-- Raw records --
********************

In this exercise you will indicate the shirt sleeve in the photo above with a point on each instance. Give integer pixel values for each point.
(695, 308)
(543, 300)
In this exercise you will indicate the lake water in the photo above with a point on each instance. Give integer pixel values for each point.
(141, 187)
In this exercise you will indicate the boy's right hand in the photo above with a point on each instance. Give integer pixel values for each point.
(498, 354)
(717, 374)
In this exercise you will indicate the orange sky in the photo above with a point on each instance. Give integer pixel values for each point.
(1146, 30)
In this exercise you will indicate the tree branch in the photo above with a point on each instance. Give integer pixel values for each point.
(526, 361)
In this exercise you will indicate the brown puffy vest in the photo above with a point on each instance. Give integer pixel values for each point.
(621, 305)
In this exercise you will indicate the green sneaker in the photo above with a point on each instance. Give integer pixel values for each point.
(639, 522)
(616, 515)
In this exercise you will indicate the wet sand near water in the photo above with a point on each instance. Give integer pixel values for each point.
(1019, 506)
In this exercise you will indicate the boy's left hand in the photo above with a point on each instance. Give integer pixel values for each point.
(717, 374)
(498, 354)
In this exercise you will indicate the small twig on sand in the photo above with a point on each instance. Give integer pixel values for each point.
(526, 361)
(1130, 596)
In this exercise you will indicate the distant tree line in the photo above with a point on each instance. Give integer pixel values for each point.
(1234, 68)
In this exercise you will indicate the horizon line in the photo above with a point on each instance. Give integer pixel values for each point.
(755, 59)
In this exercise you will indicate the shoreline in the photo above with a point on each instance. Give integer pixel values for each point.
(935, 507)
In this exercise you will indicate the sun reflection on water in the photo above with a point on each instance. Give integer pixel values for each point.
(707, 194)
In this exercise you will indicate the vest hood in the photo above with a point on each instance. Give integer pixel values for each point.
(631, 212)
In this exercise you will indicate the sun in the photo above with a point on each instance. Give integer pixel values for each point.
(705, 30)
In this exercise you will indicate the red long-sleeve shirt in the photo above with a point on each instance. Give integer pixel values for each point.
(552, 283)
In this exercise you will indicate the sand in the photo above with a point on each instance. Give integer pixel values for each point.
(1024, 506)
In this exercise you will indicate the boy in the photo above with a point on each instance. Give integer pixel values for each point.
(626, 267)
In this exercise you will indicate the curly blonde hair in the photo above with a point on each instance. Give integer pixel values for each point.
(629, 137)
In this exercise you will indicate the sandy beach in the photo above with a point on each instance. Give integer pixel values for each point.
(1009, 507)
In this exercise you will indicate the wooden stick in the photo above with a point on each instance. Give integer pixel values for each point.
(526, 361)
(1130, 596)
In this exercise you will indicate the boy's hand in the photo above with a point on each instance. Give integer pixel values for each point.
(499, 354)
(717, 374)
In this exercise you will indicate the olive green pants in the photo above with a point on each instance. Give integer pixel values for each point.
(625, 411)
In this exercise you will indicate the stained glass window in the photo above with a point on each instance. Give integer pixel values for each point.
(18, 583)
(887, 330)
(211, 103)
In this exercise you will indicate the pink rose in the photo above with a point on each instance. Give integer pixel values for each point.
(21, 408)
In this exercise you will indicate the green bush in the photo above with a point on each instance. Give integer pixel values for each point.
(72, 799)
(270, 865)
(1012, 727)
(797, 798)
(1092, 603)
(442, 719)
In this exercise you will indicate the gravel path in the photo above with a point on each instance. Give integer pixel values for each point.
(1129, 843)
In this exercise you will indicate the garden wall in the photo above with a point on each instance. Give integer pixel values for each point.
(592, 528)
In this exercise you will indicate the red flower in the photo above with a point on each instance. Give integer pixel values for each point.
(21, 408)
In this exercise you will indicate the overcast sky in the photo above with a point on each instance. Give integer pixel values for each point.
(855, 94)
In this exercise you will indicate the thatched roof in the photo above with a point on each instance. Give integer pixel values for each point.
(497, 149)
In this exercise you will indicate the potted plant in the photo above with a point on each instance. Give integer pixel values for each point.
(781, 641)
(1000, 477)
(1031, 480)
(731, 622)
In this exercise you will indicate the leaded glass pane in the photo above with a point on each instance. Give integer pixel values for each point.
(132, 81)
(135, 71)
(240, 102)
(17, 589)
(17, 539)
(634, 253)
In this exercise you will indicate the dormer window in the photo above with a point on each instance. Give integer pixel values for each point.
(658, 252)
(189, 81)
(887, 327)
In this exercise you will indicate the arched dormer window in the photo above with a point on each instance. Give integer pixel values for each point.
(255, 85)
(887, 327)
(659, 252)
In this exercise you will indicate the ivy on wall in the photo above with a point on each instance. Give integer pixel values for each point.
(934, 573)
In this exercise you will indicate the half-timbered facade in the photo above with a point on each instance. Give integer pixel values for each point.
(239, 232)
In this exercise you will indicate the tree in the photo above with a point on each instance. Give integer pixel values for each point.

********************

-- Objective --
Copy the items starting with the line that contains "In this exercise you will indicate the ivy" and going on through the end of the items. Substitute "stone facade" for "half-timbered facade" and keep everything else unchanged.

-- Task solution --
In this exercise you will indicate the ivy on wall in the photo above with a point on each instance. Give integer pixel values for each point.
(934, 573)
In this exercise you will indicate the stone facade in the photo above with a point on each instance. Give integer pixel values for each point.
(239, 232)
In this exercise you will indicate the tree in the photo above with a point on each instance. Give integer pixel values for each point.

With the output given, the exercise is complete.